§ Your goal: Lines before the one containing "the grey cloud" are excluded; retype that line and all remaining lines of the material exactly.

Position identification records:
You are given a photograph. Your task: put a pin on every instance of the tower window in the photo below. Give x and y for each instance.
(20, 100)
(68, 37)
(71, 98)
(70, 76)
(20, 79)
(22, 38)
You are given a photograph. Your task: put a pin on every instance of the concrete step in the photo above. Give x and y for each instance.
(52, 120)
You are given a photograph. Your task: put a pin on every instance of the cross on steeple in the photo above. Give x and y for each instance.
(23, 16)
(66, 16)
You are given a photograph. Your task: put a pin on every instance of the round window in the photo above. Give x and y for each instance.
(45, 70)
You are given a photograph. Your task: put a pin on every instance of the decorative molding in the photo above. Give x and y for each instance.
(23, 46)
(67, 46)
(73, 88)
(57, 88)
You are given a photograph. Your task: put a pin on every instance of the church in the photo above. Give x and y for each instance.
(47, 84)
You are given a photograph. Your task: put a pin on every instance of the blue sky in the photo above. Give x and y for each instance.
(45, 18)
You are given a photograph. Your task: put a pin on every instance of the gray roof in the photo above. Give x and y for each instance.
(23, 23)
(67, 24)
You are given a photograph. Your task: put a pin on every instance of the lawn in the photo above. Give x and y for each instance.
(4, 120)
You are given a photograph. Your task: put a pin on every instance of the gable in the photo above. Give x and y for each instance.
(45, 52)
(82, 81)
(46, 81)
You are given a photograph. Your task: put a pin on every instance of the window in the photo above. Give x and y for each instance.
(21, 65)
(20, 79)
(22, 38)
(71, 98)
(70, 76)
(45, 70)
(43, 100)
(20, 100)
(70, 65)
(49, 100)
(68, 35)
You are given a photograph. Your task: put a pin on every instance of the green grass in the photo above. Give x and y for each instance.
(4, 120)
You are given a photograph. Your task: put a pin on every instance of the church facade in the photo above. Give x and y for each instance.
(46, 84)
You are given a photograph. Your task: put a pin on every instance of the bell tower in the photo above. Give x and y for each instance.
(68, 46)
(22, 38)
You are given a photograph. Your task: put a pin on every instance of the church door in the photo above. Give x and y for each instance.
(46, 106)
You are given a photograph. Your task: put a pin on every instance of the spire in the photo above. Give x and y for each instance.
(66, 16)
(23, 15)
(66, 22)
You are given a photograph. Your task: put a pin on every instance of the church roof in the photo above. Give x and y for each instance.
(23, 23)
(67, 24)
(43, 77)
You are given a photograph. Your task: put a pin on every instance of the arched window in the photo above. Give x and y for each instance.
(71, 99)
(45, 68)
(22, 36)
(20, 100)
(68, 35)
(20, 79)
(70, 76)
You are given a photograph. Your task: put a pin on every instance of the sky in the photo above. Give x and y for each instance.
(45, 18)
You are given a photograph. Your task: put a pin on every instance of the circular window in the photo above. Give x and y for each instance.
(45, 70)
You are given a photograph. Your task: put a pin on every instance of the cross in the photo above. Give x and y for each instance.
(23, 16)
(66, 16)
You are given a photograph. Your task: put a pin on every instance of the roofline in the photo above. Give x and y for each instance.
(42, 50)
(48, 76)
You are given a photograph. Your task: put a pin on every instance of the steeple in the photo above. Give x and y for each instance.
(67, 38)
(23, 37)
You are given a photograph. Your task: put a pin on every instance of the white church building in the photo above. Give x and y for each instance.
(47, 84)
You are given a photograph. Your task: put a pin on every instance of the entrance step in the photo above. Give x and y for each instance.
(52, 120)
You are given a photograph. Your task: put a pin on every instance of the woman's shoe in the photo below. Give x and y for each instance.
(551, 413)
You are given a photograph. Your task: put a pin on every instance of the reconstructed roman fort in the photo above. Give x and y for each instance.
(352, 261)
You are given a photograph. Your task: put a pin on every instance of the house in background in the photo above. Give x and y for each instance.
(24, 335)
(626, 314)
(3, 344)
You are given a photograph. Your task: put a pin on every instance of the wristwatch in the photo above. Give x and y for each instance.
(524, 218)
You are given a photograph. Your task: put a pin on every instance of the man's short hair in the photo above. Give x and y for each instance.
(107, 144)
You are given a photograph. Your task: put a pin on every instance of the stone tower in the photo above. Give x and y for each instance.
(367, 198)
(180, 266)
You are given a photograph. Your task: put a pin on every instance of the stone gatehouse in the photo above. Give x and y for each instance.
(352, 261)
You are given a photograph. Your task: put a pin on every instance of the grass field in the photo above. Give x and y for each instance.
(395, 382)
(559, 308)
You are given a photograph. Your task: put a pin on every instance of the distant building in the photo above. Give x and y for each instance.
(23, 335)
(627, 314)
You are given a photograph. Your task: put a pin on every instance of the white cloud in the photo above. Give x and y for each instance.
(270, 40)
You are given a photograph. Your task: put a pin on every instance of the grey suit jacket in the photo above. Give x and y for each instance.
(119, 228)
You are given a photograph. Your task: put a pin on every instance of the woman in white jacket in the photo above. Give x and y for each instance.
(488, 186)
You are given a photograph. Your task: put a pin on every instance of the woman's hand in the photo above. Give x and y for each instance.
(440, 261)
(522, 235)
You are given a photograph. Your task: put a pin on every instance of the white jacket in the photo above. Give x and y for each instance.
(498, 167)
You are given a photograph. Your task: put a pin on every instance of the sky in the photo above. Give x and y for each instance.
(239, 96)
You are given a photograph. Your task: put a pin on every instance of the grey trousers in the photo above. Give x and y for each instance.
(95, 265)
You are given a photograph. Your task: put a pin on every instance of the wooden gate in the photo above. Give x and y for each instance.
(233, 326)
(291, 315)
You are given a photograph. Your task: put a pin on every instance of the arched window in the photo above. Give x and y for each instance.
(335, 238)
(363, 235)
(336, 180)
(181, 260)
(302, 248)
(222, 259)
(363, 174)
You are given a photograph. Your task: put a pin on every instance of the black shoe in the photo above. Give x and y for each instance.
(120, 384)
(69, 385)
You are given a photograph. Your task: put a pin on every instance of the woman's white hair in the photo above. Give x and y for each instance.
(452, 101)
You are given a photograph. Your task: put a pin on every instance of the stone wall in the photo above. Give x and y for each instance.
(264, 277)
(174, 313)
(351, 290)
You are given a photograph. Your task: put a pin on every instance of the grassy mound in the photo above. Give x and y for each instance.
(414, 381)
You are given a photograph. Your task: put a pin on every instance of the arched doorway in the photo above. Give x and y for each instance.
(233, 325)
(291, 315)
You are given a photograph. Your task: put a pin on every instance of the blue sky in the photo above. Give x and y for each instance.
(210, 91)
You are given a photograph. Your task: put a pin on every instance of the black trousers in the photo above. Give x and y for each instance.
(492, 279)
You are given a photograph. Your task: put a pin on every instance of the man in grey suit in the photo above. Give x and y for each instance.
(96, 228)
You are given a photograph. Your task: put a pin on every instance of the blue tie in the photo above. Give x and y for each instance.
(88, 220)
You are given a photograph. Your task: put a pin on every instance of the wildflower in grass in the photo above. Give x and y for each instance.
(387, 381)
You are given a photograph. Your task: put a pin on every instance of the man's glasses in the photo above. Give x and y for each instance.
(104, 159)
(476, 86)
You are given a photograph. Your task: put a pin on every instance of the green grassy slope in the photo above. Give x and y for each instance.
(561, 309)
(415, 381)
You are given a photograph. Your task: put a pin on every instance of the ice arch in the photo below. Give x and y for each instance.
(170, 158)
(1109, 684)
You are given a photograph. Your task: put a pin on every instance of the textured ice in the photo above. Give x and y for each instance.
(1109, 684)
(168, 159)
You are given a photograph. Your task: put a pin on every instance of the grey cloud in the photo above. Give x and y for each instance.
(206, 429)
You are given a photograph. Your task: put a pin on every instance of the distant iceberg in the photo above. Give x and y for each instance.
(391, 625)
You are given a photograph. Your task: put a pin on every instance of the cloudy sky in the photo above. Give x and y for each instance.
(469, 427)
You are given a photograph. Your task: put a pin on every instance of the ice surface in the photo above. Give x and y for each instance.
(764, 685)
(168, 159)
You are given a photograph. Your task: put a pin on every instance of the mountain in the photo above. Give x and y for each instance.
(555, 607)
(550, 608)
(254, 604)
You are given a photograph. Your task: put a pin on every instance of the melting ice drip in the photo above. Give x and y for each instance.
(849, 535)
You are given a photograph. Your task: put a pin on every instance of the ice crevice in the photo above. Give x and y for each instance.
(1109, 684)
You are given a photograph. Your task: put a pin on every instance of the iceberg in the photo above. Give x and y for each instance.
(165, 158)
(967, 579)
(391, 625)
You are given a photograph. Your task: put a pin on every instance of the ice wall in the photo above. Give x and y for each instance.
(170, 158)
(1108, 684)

§ Written answer:
You are given a photograph. Your task: put a pin on every instance of the grey cloud in the photo above. Give x and y for each instance.
(206, 429)
You are given a photograph. Your task: put a pin on every instance of the distant iceberg in the photo above. Give x and y for each instance.
(391, 625)
You are given a photograph. Your task: put a pin on every instance of the cloudy sky in the photo above. Give x and y for each instance.
(469, 427)
You are given a photograph. Your task: put a pin on every instance of the ice surface in the photo above. Give x and y for each instance.
(764, 685)
(168, 159)
You are given a photograph. Your task: put a pin on every instance of the mountain in the photo above. Give x and y for each instance.
(555, 607)
(550, 608)
(254, 604)
You are given a photograph. Your task: put a pin on every instance of the melting ice drip in the photo above. Give x and y for each instance.
(849, 535)
You are given a photograph. Your task: put a pin on every instance of the ice crevice in the photo above. Give x and y for each instance.
(1109, 684)
You are given a photograph. Your task: put a pin on every instance of the iceberg in the photo above. Give x and y for each instance.
(165, 158)
(967, 579)
(391, 625)
You are given a photograph. Your task: put a pin on every instance of the ice wall in the photo above. Give x and y for each instance.
(170, 158)
(1108, 684)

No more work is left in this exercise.